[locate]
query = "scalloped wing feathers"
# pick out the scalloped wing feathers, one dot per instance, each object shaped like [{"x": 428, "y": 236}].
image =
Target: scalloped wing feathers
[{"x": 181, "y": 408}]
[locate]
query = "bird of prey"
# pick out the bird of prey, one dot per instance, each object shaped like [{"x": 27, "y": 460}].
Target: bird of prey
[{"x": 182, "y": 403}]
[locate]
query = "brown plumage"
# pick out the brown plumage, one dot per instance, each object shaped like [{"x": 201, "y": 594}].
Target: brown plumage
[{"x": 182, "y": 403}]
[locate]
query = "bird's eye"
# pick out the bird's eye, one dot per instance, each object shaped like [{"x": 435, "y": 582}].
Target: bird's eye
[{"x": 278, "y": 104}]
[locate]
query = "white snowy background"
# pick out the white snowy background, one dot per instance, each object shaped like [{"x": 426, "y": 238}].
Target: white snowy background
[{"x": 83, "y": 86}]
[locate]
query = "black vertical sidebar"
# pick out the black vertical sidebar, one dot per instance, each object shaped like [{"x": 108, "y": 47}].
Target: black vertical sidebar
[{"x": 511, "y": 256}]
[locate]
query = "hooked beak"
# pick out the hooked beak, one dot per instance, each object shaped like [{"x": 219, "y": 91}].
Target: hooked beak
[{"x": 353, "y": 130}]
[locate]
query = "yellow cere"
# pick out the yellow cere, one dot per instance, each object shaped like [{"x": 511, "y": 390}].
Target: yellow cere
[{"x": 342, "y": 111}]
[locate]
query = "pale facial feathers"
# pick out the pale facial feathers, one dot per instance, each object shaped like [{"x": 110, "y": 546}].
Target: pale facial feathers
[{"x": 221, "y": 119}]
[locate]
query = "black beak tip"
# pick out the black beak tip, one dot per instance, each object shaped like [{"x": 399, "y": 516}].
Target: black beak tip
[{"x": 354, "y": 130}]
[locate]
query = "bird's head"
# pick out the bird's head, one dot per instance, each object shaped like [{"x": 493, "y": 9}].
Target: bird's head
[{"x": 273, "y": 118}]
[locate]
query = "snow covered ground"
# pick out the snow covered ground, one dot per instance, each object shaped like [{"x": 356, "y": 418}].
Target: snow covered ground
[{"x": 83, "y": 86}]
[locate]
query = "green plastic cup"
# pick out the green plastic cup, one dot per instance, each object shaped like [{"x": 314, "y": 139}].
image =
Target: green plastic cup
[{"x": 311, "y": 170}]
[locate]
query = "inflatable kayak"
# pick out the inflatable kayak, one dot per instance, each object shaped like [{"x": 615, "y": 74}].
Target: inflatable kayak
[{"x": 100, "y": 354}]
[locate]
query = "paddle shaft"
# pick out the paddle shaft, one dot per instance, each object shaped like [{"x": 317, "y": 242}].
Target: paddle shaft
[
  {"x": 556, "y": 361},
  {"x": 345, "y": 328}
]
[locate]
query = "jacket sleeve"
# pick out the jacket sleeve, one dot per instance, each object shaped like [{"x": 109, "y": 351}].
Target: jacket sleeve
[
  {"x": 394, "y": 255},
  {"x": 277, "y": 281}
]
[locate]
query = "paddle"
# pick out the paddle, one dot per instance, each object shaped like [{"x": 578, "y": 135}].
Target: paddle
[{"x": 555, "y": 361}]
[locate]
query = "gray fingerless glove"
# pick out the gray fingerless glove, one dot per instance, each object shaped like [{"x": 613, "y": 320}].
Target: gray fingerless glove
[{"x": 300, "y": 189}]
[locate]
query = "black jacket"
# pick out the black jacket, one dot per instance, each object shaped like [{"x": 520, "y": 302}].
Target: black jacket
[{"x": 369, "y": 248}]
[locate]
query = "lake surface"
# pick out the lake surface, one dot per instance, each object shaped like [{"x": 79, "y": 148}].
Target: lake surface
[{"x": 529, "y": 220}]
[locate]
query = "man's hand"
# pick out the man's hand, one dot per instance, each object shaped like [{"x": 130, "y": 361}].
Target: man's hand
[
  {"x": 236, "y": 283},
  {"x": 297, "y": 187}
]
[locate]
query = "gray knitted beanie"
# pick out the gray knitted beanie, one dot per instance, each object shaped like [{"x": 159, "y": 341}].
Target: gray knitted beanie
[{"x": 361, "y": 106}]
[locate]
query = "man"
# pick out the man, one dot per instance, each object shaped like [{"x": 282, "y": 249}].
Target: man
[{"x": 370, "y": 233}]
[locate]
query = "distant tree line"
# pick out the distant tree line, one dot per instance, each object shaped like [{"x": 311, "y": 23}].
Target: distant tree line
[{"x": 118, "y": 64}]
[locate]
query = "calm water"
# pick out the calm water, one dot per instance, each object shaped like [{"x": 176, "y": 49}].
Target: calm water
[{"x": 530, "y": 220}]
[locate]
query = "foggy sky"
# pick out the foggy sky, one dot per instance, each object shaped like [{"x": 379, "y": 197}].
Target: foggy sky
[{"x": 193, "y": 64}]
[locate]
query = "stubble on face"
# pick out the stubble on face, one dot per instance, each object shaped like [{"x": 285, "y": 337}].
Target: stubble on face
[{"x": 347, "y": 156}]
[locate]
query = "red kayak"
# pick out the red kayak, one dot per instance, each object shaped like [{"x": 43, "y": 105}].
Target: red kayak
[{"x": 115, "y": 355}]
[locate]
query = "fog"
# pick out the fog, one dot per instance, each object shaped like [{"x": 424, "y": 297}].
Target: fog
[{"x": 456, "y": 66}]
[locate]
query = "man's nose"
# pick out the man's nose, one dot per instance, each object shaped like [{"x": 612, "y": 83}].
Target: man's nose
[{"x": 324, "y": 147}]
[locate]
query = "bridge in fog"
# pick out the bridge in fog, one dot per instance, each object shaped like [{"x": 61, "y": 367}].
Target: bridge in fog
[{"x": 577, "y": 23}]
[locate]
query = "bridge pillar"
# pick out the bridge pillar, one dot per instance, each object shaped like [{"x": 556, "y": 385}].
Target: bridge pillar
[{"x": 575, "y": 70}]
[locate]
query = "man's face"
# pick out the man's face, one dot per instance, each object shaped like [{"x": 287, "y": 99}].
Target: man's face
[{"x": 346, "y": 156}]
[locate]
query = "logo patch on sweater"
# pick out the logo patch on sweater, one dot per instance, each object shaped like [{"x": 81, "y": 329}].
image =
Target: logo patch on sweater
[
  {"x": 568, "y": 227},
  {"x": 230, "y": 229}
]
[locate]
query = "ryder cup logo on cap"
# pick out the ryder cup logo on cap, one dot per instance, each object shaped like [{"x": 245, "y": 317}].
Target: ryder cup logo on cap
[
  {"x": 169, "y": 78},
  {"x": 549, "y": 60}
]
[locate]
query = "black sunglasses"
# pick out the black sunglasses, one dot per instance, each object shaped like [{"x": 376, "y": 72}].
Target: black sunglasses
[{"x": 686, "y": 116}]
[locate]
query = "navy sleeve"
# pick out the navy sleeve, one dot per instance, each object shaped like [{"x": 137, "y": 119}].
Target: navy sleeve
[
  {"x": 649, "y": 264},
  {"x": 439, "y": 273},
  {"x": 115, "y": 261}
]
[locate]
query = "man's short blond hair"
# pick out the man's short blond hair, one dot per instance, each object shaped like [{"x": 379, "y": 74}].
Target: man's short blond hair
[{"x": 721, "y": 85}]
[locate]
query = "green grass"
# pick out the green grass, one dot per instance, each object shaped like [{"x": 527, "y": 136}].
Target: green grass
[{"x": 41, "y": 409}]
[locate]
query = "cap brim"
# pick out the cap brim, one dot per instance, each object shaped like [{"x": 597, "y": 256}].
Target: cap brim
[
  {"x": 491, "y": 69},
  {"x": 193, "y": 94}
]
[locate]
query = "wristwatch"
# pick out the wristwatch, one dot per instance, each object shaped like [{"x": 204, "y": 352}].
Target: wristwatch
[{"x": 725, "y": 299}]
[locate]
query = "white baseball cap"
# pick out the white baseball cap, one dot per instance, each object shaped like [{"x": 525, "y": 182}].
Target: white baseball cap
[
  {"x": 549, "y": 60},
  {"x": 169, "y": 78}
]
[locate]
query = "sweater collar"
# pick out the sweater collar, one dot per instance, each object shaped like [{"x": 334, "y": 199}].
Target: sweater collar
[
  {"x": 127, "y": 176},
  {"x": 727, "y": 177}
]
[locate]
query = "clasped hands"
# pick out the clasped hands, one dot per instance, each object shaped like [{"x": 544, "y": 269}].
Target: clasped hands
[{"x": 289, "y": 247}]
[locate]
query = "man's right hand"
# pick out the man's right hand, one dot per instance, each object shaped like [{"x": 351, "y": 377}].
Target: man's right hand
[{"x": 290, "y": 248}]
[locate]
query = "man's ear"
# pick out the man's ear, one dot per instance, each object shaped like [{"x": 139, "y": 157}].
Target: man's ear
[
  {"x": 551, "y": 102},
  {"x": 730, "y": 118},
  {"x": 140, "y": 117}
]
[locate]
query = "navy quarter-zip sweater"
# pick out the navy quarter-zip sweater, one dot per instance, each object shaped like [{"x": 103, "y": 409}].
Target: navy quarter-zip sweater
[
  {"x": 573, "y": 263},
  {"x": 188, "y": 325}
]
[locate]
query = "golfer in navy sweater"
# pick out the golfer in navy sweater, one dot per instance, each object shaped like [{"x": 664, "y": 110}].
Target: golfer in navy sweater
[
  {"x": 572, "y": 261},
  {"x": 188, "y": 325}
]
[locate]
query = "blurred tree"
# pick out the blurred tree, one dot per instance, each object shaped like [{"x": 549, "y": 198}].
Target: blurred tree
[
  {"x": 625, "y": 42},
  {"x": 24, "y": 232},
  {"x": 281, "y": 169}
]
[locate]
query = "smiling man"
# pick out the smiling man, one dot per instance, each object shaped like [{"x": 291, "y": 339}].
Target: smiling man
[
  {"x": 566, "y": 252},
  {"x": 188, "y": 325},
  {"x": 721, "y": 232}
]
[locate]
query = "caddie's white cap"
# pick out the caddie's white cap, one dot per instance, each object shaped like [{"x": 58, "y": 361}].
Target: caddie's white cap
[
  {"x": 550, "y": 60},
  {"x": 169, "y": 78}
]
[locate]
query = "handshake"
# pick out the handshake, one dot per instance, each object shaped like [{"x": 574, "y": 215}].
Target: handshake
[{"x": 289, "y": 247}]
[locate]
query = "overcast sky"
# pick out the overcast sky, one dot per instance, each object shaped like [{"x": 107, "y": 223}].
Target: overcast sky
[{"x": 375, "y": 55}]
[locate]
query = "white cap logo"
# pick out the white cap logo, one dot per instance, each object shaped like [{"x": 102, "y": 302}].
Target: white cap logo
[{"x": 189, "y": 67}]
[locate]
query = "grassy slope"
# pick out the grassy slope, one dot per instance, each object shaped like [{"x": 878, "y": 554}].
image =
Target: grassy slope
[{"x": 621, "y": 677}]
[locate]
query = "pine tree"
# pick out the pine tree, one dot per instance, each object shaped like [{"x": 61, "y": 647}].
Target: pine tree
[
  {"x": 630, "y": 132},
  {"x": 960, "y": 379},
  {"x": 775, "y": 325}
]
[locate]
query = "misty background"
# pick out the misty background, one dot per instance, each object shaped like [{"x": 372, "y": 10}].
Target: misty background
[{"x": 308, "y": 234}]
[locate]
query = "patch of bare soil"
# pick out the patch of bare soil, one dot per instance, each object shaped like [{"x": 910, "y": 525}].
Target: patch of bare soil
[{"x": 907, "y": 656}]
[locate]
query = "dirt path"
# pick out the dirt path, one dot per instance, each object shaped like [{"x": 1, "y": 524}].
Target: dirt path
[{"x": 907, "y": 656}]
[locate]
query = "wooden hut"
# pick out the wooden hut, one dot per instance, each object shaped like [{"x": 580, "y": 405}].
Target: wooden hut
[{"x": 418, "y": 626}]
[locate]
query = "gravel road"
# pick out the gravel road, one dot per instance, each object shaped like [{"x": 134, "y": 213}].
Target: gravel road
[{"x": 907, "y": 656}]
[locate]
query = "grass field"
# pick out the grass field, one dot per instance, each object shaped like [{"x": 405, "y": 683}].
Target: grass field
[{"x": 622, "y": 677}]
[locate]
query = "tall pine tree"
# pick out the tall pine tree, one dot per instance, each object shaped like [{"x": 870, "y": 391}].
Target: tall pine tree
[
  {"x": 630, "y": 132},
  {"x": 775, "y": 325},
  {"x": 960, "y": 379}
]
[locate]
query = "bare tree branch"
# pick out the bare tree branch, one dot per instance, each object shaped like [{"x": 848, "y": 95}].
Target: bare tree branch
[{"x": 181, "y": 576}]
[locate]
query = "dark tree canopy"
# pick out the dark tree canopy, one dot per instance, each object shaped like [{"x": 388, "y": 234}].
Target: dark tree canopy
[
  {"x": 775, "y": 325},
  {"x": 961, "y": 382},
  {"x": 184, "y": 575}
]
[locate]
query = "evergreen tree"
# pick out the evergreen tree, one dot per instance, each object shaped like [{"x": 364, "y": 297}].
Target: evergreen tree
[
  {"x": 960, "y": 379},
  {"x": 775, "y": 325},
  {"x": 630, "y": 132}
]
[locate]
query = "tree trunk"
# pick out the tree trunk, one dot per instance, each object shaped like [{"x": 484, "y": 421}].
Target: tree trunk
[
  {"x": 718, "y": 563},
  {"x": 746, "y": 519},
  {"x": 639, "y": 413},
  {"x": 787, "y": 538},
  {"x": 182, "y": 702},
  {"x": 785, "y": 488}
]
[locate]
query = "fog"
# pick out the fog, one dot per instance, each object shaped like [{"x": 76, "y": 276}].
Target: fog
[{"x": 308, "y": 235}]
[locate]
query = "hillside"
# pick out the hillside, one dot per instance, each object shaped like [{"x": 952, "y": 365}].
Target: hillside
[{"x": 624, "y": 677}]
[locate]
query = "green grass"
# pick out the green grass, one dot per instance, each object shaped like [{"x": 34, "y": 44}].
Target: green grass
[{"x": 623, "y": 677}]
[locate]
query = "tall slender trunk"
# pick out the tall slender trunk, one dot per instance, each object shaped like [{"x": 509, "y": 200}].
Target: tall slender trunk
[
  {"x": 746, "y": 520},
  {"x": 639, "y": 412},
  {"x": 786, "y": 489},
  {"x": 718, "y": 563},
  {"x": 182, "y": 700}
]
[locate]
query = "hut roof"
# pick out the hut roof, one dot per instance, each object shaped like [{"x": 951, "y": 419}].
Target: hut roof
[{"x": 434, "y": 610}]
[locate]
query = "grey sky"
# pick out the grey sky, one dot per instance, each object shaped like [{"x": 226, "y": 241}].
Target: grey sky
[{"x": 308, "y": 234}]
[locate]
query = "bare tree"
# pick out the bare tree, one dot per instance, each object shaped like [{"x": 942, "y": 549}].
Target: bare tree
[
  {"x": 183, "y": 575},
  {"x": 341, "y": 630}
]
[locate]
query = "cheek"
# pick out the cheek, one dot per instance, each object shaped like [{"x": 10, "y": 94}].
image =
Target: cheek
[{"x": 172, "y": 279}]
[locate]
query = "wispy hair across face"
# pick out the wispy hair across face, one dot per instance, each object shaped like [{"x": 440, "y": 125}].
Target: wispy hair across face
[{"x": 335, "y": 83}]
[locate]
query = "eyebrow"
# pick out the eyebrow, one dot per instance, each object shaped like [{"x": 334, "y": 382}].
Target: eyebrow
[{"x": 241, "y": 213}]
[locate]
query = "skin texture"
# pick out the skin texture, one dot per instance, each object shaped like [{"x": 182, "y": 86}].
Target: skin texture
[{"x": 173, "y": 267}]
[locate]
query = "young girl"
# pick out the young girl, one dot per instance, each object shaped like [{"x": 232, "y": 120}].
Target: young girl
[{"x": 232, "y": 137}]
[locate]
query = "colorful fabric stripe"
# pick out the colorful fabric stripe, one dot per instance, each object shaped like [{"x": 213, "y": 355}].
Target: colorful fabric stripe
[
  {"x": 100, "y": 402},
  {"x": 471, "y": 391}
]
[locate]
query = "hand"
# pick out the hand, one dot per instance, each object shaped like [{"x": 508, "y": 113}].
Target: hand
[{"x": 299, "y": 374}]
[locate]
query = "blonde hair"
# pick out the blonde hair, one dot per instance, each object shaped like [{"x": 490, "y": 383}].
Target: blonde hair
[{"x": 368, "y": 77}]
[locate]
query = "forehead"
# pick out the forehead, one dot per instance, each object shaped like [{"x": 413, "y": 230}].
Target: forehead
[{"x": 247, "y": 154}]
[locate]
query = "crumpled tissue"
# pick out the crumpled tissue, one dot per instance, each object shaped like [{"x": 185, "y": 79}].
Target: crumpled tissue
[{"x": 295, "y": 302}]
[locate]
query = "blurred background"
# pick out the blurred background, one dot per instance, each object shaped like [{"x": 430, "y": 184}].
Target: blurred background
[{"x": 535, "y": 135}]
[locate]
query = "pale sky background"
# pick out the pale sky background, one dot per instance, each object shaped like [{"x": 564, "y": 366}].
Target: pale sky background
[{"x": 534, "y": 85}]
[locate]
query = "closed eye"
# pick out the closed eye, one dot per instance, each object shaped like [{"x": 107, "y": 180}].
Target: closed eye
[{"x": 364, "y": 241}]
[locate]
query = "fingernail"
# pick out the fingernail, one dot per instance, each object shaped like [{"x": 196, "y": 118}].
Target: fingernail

------------

### 과제
위 항목에서 "texture"라는 단어가 들어 있는 줄을 하나도 빠짐없이 그대로 옮겨 돌려주세요.

### 정답
query = "skin texture"
# pick out the skin texture, one dot per instance, each object shaped like [{"x": 182, "y": 86}].
Target: skin texture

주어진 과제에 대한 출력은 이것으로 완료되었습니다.